**Do this:** Return the records, each one exactly as written.

**Exercise input:**
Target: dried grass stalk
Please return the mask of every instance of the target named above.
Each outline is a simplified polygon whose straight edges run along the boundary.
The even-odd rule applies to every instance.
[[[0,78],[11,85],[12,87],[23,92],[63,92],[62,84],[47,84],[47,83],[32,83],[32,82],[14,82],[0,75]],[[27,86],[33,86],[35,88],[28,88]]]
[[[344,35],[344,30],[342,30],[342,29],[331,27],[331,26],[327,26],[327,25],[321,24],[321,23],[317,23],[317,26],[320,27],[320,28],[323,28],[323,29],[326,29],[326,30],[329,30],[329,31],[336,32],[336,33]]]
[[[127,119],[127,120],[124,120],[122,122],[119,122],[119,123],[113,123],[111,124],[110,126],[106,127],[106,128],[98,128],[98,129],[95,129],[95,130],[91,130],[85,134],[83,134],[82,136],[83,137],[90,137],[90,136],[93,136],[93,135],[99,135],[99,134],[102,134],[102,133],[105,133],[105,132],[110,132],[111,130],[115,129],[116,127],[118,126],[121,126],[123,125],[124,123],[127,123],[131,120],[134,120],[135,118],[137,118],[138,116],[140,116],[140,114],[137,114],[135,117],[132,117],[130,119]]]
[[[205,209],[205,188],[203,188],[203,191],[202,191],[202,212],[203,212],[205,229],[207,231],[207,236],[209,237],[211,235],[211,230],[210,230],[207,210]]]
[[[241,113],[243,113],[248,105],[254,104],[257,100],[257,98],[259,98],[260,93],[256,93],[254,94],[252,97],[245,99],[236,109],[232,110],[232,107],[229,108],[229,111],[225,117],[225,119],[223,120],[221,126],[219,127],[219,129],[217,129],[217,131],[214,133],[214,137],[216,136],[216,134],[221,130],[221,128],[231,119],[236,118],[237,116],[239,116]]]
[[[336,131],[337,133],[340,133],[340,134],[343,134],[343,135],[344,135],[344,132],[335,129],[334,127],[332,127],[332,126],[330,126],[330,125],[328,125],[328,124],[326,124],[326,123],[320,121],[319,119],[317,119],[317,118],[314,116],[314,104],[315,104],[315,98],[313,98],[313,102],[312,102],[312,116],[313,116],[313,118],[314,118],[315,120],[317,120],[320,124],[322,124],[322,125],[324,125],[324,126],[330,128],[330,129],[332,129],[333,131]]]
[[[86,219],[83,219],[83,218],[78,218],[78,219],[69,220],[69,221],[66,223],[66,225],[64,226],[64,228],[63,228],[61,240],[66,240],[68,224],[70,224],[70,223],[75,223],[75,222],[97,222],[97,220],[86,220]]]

**Exercise response:**
Target: dried grass stalk
Please return the mask of every instance of the target named above.
Each outline is a simplified polygon whose straight edges run along the boundary.
The even-odd rule applies to every instance.
[[[0,78],[11,85],[12,87],[23,92],[63,92],[62,84],[47,84],[47,83],[32,83],[32,82],[14,82],[0,75]],[[27,86],[33,86],[35,88],[28,88]]]
[[[344,35],[344,30],[342,30],[342,29],[331,27],[331,26],[327,26],[327,25],[321,24],[321,23],[317,23],[317,26],[320,27],[320,28],[323,28],[323,29],[326,29],[326,30],[329,30],[329,31],[336,32],[336,33]]]
[[[127,119],[127,120],[124,120],[122,122],[119,122],[119,123],[113,123],[111,124],[110,126],[106,127],[106,128],[98,128],[98,129],[95,129],[95,130],[91,130],[85,134],[83,134],[82,136],[83,137],[90,137],[90,136],[93,136],[93,135],[99,135],[99,134],[102,134],[102,133],[105,133],[105,132],[110,132],[111,130],[115,129],[116,127],[118,126],[121,126],[123,125],[124,123],[127,123],[131,120],[134,120],[135,118],[137,118],[138,116],[140,116],[140,114],[137,114],[135,117],[132,117],[130,119]]]
[[[205,209],[205,188],[203,188],[203,191],[202,191],[202,212],[203,212],[205,229],[207,231],[207,236],[209,237],[211,235],[211,230],[210,230],[207,210]]]
[[[241,113],[243,113],[248,105],[254,104],[257,100],[257,98],[259,98],[260,93],[256,93],[254,94],[252,97],[245,99],[236,109],[232,110],[232,107],[229,108],[229,111],[225,117],[225,119],[223,120],[221,126],[219,127],[219,129],[217,129],[217,131],[214,133],[214,137],[216,136],[216,134],[221,130],[221,128],[231,119],[236,118],[237,116],[239,116]]]
[[[336,131],[337,133],[340,133],[340,134],[343,134],[343,135],[344,135],[344,132],[335,129],[334,127],[332,127],[332,126],[330,126],[330,125],[328,125],[328,124],[326,124],[326,123],[320,121],[319,119],[317,119],[317,118],[314,116],[314,104],[315,104],[315,98],[313,98],[313,102],[312,102],[312,116],[313,116],[313,118],[314,118],[315,120],[317,120],[320,124],[322,124],[322,125],[324,125],[324,126],[330,128],[330,129],[332,129],[333,131]]]
[[[86,219],[83,219],[83,218],[78,218],[78,219],[69,220],[69,221],[66,223],[66,225],[64,226],[64,228],[63,228],[61,240],[66,240],[68,224],[70,224],[70,223],[75,223],[75,222],[97,222],[97,220],[86,220]]]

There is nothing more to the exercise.